▶ [Excerpt to read]:
┌────────

As the Graham Court stated, personal defenses are generally unavailable in official capacity suits because such suits are treated as suits against the underlying entity. Id. at 166-67, 105 S.Ct. at 3105-06. The exception, however, is derived from Ex Parte Young, 209 U.S. 123, 28 S.Ct. 441, 52 L.Ed. 714 (1908), which held that official capacity suits for prospective relief to enjoin state officials from enforcing unconstitutional acts are not deemed to be suits against the state and thus are not barred by the Eleventh Amendment.5 Indeed, Graham itself recognized this in a footnote appended to the passage quoted above. That footnote stated in relevant part:

Unless a state has waived its Eleventh Amendment immunity or Congress has overridden it, a state cannot be sued directly in its own name regardless of the relief sought.... Thus, implementation of state policy or custom may be reached in federal court only because official-capacity actions for prospective relief are not treated as actions against the State. See Ex Parte Young.

Graham, 473 U.S. at 167 n. 14, 105 S.Ct. at 3106 n. 14. Thus, the instant action — seeking prospective relief against these state legislator defendants in their official capacities — is not to be treated as a action against the entity. Therefore, the general rule of Graham is not applicable.

└────────

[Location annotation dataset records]
┌────────

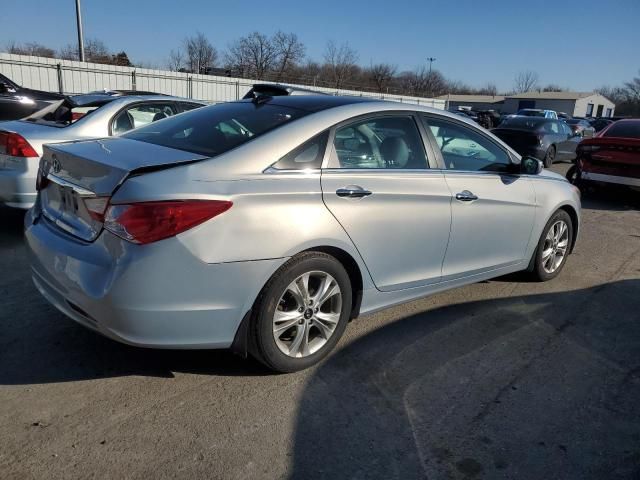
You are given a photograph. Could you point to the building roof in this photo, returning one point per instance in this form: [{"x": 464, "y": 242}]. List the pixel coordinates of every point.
[
  {"x": 473, "y": 98},
  {"x": 553, "y": 95}
]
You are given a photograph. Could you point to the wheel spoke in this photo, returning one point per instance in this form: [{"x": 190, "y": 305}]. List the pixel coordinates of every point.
[
  {"x": 284, "y": 321},
  {"x": 546, "y": 254}
]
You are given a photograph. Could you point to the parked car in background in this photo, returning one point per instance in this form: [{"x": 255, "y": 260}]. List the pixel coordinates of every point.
[
  {"x": 612, "y": 157},
  {"x": 535, "y": 112},
  {"x": 582, "y": 127},
  {"x": 18, "y": 102},
  {"x": 265, "y": 225},
  {"x": 599, "y": 124},
  {"x": 71, "y": 118},
  {"x": 543, "y": 138}
]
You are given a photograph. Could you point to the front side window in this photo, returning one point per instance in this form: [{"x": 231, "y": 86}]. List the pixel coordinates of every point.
[
  {"x": 141, "y": 115},
  {"x": 464, "y": 149},
  {"x": 391, "y": 142}
]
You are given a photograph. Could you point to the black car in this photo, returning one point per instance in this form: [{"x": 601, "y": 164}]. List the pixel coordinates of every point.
[
  {"x": 18, "y": 102},
  {"x": 543, "y": 138}
]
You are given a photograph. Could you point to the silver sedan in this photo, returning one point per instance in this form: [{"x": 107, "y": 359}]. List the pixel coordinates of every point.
[
  {"x": 265, "y": 225},
  {"x": 78, "y": 117}
]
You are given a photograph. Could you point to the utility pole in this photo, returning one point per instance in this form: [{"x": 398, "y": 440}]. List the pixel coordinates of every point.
[
  {"x": 430, "y": 60},
  {"x": 80, "y": 36}
]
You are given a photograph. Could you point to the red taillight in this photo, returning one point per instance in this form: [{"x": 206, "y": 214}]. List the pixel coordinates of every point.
[
  {"x": 16, "y": 146},
  {"x": 152, "y": 221}
]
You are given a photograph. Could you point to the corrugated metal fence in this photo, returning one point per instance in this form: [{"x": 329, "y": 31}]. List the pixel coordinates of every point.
[{"x": 70, "y": 77}]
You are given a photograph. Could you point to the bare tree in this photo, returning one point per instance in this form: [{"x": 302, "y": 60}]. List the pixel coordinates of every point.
[
  {"x": 488, "y": 89},
  {"x": 201, "y": 55},
  {"x": 253, "y": 55},
  {"x": 289, "y": 51},
  {"x": 525, "y": 81},
  {"x": 381, "y": 75},
  {"x": 340, "y": 61},
  {"x": 175, "y": 61}
]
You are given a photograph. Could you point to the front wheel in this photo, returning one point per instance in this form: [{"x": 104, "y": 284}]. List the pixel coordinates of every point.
[
  {"x": 301, "y": 312},
  {"x": 553, "y": 247}
]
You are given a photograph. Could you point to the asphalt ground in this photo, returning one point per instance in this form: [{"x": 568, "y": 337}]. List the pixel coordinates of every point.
[{"x": 501, "y": 379}]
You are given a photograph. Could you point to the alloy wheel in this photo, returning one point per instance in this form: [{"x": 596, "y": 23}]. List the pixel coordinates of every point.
[
  {"x": 555, "y": 246},
  {"x": 307, "y": 314}
]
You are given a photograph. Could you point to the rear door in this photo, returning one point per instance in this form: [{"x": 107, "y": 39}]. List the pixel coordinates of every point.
[
  {"x": 395, "y": 208},
  {"x": 492, "y": 209}
]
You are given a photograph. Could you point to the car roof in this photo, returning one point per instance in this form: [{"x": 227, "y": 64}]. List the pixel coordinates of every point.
[{"x": 310, "y": 103}]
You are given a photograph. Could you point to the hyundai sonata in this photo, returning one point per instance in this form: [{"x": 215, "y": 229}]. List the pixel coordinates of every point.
[{"x": 265, "y": 225}]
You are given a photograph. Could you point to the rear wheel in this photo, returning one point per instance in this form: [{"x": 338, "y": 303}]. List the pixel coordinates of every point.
[
  {"x": 553, "y": 247},
  {"x": 301, "y": 312},
  {"x": 550, "y": 157}
]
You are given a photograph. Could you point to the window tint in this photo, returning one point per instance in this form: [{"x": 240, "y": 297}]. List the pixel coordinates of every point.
[
  {"x": 140, "y": 115},
  {"x": 384, "y": 142},
  {"x": 465, "y": 149},
  {"x": 216, "y": 129},
  {"x": 309, "y": 155}
]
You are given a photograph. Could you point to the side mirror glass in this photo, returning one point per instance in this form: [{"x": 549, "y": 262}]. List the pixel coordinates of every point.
[{"x": 530, "y": 166}]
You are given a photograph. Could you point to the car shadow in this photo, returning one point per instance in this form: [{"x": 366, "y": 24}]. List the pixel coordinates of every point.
[{"x": 540, "y": 386}]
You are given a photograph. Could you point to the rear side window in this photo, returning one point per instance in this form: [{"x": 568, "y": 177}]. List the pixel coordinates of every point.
[
  {"x": 309, "y": 155},
  {"x": 391, "y": 142},
  {"x": 624, "y": 129},
  {"x": 216, "y": 129},
  {"x": 464, "y": 149}
]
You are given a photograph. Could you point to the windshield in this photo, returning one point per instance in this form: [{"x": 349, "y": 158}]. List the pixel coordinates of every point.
[
  {"x": 66, "y": 111},
  {"x": 214, "y": 130},
  {"x": 524, "y": 123},
  {"x": 624, "y": 130}
]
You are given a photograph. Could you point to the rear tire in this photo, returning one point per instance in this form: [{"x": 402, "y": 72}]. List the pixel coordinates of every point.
[
  {"x": 553, "y": 247},
  {"x": 550, "y": 156},
  {"x": 301, "y": 312}
]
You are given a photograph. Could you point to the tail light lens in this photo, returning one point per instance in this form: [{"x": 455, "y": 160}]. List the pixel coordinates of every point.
[
  {"x": 16, "y": 146},
  {"x": 152, "y": 221}
]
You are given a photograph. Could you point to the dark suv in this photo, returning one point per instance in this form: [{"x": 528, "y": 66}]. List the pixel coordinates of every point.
[{"x": 18, "y": 102}]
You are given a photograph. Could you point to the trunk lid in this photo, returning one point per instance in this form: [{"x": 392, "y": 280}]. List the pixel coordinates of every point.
[{"x": 80, "y": 175}]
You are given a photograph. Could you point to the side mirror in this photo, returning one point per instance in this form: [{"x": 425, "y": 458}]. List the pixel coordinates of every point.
[{"x": 530, "y": 166}]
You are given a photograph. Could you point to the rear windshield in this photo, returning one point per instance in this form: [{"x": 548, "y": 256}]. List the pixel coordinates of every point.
[
  {"x": 216, "y": 129},
  {"x": 66, "y": 111},
  {"x": 523, "y": 123},
  {"x": 624, "y": 129}
]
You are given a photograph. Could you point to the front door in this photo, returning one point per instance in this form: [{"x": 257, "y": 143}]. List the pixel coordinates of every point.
[
  {"x": 492, "y": 209},
  {"x": 395, "y": 209}
]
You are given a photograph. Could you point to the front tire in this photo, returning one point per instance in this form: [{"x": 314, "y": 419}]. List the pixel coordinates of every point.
[
  {"x": 553, "y": 247},
  {"x": 301, "y": 312}
]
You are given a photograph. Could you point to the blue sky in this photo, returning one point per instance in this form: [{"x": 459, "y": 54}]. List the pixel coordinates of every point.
[{"x": 581, "y": 44}]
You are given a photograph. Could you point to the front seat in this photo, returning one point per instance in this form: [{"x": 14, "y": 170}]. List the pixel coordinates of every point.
[
  {"x": 123, "y": 123},
  {"x": 159, "y": 116},
  {"x": 395, "y": 152}
]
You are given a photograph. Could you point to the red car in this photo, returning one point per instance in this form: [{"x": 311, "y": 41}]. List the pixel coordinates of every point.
[{"x": 613, "y": 156}]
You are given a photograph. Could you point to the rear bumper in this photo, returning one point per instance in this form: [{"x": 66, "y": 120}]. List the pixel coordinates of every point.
[
  {"x": 157, "y": 295},
  {"x": 600, "y": 177}
]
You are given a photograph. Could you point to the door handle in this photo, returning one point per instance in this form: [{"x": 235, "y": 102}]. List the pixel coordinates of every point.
[
  {"x": 466, "y": 196},
  {"x": 352, "y": 191}
]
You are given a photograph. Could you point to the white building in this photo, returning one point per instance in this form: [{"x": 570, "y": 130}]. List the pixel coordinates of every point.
[{"x": 576, "y": 104}]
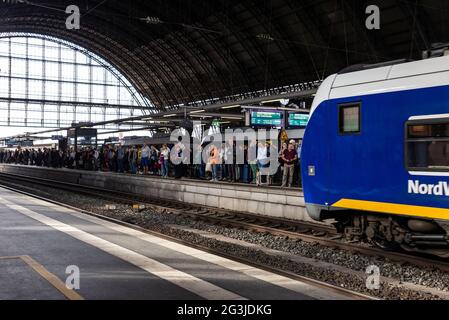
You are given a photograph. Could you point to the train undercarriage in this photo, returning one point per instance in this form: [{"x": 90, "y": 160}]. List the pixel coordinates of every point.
[{"x": 391, "y": 232}]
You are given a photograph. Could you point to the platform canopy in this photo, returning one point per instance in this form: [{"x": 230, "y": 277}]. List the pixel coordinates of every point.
[{"x": 195, "y": 50}]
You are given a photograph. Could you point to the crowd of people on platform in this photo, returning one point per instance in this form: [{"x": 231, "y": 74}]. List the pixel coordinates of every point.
[{"x": 151, "y": 160}]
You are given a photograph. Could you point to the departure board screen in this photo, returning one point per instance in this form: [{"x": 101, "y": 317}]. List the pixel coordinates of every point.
[
  {"x": 298, "y": 120},
  {"x": 266, "y": 118}
]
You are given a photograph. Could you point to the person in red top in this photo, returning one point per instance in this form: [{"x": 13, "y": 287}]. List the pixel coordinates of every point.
[{"x": 290, "y": 156}]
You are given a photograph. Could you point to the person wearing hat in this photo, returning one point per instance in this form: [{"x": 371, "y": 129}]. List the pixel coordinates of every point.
[{"x": 290, "y": 156}]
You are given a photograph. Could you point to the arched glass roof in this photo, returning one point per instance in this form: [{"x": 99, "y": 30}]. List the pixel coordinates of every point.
[{"x": 47, "y": 82}]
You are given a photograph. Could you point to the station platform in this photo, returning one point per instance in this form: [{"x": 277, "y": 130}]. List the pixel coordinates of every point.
[
  {"x": 266, "y": 201},
  {"x": 41, "y": 241}
]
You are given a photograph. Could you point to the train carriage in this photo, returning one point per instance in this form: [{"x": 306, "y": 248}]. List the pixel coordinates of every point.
[{"x": 376, "y": 154}]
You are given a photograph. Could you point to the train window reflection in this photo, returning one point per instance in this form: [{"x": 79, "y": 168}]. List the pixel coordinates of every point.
[{"x": 428, "y": 146}]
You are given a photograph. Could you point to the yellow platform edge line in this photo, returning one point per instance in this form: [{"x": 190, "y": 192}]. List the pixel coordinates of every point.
[
  {"x": 394, "y": 208},
  {"x": 51, "y": 278}
]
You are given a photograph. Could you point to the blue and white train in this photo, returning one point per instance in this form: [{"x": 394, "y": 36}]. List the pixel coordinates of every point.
[{"x": 376, "y": 154}]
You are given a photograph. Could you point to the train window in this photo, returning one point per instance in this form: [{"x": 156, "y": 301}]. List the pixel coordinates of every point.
[
  {"x": 427, "y": 146},
  {"x": 349, "y": 118}
]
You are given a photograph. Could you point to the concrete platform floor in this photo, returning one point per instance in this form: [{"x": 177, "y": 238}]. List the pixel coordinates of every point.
[{"x": 40, "y": 240}]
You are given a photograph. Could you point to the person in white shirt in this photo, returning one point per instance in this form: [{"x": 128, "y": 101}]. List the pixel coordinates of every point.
[{"x": 165, "y": 156}]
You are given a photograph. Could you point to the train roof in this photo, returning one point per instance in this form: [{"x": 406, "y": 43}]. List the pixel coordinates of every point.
[{"x": 399, "y": 76}]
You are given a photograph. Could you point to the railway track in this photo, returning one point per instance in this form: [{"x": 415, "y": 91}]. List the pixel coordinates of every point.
[
  {"x": 303, "y": 231},
  {"x": 353, "y": 295}
]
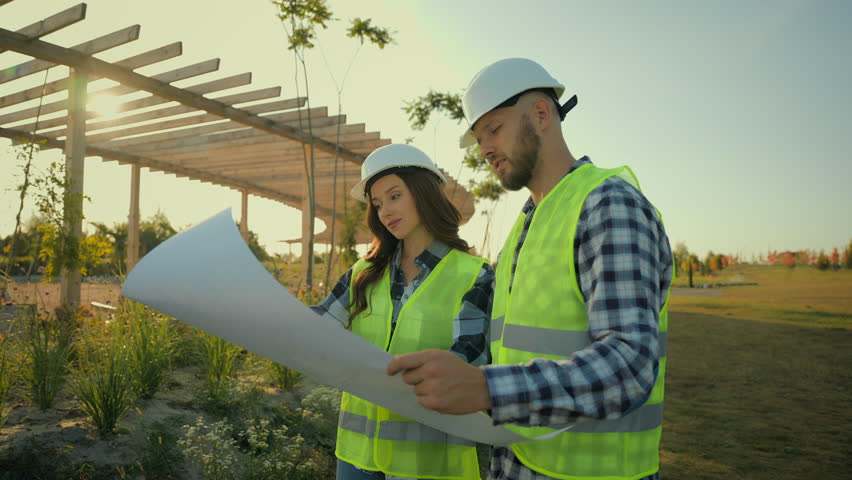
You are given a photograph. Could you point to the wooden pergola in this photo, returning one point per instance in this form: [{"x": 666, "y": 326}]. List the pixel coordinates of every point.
[{"x": 251, "y": 141}]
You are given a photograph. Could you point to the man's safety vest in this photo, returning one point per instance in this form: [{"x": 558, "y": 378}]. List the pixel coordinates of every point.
[
  {"x": 544, "y": 316},
  {"x": 374, "y": 438}
]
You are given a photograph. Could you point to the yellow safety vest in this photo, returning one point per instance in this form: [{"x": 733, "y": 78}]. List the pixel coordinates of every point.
[
  {"x": 544, "y": 316},
  {"x": 375, "y": 438}
]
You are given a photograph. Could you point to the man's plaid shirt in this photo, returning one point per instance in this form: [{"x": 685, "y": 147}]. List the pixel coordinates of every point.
[{"x": 623, "y": 262}]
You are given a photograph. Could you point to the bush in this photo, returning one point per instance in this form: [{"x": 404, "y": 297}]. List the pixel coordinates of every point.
[
  {"x": 151, "y": 345},
  {"x": 102, "y": 379},
  {"x": 48, "y": 343},
  {"x": 160, "y": 455},
  {"x": 268, "y": 453},
  {"x": 286, "y": 378},
  {"x": 320, "y": 410},
  {"x": 219, "y": 358},
  {"x": 8, "y": 374}
]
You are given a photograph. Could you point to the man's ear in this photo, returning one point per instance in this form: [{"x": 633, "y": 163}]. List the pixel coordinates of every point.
[{"x": 542, "y": 113}]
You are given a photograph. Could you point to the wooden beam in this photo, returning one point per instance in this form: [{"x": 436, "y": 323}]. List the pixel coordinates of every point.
[
  {"x": 283, "y": 150},
  {"x": 180, "y": 122},
  {"x": 174, "y": 75},
  {"x": 157, "y": 165},
  {"x": 161, "y": 140},
  {"x": 54, "y": 22},
  {"x": 244, "y": 215},
  {"x": 75, "y": 156},
  {"x": 99, "y": 44},
  {"x": 219, "y": 132},
  {"x": 133, "y": 219},
  {"x": 278, "y": 149},
  {"x": 137, "y": 61},
  {"x": 173, "y": 142},
  {"x": 56, "y": 54}
]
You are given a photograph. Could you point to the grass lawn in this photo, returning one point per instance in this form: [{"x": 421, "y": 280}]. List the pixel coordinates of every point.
[{"x": 759, "y": 384}]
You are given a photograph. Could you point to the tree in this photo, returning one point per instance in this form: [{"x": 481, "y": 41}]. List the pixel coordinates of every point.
[
  {"x": 787, "y": 259},
  {"x": 301, "y": 19},
  {"x": 681, "y": 256},
  {"x": 823, "y": 263},
  {"x": 485, "y": 185},
  {"x": 848, "y": 255},
  {"x": 835, "y": 258}
]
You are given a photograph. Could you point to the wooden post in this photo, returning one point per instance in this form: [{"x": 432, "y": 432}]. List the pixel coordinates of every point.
[
  {"x": 75, "y": 155},
  {"x": 133, "y": 219},
  {"x": 244, "y": 216},
  {"x": 307, "y": 224}
]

└────────

▶ [Exercise 1]:
Reproduce the entire passage on official capacity suits word for word.
▶ [Exercise 2]:
Count the lines of the records that contain the string "wheel", treating uppercase and lowercase as different, and give only the number.

▶ [Complete response 1]:
As the Graham Court stated, personal defenses are generally unavailable in official capacity suits because such suits are treated as suits against the underlying entity. Id. at 166-67, 105 S.Ct. at 3105-06. The exception, however, is derived from Ex Parte Young, 209 U.S. 123, 28 S.Ct. 441, 52 L.Ed. 714 (1908), which held that official capacity suits for prospective relief to enjoin state officials from enforcing unconstitutional acts are not deemed to be suits against the state and thus are not barred by the Eleventh Amendment.5 Indeed, Graham itself recognized this in a footnote appended to the passage quoted above. That footnote stated in relevant part:

Unless a state has waived its Eleventh Amendment immunity or Congress has overridden it, a state cannot be sued directly in its own name regardless of the relief sought.... Thus, implementation of state policy or custom may be reached in federal court only because official-capacity actions for prospective relief are not treated as actions against the State. See Ex Parte Young.

Graham, 473 U.S. at 167 n. 14, 105 S.Ct. at 3106 n. 14. Thus, the instant action — seeking prospective relief against these state legislator defendants in their official capacities — is not to be treated as a action against the entity. Therefore, the general rule of Graham is not applicable.

▶ [Complete response 2]:
4